--- Selected extract Enclosed Below ---
I learnt an important lesson today - if you decide to clean the bathroom always be aware of what the resident four year old is up to. Or you might find they are helping you 'clean' (AKA drowning the kitchen with water) and it's quite hard to be cross with them for 'helping'. 

Since they went to bed Tommy and I have been brainstorming midwifery essay ideas (mostly me suggesting things and Tommy telling me they won't work). It is suprisingly difficult and restrictive to find something that is relevant to midwifery practice, influenced by culture, legislated either Internationally or Nationally, contains an element of practicing needing to change and that I am actually interested in. But we may have decided on one, we'll have to see if there is enough research out there, but any ideas welcome...

Saturday, 8 October 2011

celebrating women

This year's nobel peace prize was shared between three women 'recognised for their "non-violent struggle for the safety of women and for women's rights to full participation in peace-building work", this included Liberian President Ellen Johnson Sirleaf, much respected in this region.

Closer to home, here in Sierra Leone there are things happening too. We met actress Eva Mendes this week while we were out shopping for fabric. We chatted about missing coffee and such things, told her a bit about what we are doing here on the Ship (and were called freaking rad, if you change the word freaking to something else). Eva was here filming a documentary on a book called 'Half of the Sky'. Their website says 'Half the Sky lays out an agenda for the world's women and three major abuses: sex trafficking and forced prostitution; gender-based violence including honor killings and mass rape; maternal mortality, which needlessly claims one woman a minute'. A few friends have read the book and really recommend it, so I really want to read it now! It sounds like they are doing some great work.

Today I was invited to the opening ceremony of the free fistula helpline. Women suffering from fistula can now make initial contact by phone, which will result in them coming for screening and hopefully surgery. The hope is that this will be another means of reaching the hard to reach, the women hiding away in shame. Even among the poor in Africa few people are without mobile phones, and most people would know someone to borrow one from for a free phone call.  Her Excellency Mrs Sia Koroma (the First Lady) declared it open after many speeches as well as testimony from one of the patients who had successful fistula repair surgery. It was a good day, not only to celebrate the new phone line, but also to celebrate the work being done here, the hundreds of womens lives that are changed by successful fistula surgery each year. And even closer to my heart, to celebrate the accomplishments of the maternity unit and to know that by providing good maternity care that fistulas are being prevented from occuring.

The current ladies recovering from fistula repair surgery were there to join in the celebrations at the launch. A few previous fistula patients are also currently staying at the centre as they approach their due date in a subsequent pregnancy. They are really a testimony for the other women, that there can be hope of a new life.

Saturday, 1 October 2011

getting the ferry

In Sierra Leone the airport is across the water from the city of Freetown so you have to cross by water taxi or ferry (unless you want a really, really long drive). The ferry takes 45 mins + to cross over the the airport side where someone meets people from the Ship and transports them to the airport. We ending up spending 2 1/2 hours waiting for the ferry last week to say goodbye to Sarah's Mum and sister and to help another friend drive one of the ships landrovers on the ferry to transport a patient over by car. I can't say I am looking forward to it much - but I guess an hour on a ferry to get the plane is preferable to sailing for a few days non stop.
--- End of Enclosed Selected extract ---
--- Data records Enclosed Below ---
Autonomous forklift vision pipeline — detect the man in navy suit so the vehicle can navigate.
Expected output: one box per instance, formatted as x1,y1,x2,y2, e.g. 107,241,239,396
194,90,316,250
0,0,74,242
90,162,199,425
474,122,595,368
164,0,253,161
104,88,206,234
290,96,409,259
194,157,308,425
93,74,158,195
--- End of Enclosed Data records ---
▸ **Problem statement**
Reproduce the Sierra Leone blog excerpt word for word, from "In Sierra Leone the airport" up to and including "days non stop.". You can set aside the material shown above; it isn't used here.

▸ **Solution to this task**
In Sierra Leone the airport is across the water from the city of Freetown so you have to cross by water taxi or ferry (unless you want a really, really long drive). The ferry takes 45 mins + to cross over the the airport side where someone meets people from the Ship and transports them to the airport. We ending up spending 2 1/2 hours waiting for the ferry last week to say goodbye to Sarah's Mum and sister and to help another friend drive one of the ships landrovers on the ferry to transport a patient over by car. I can't say I am looking forward to it much - but I guess an hour on a ferry to get the plane is preferable to sailing for a few days non stop.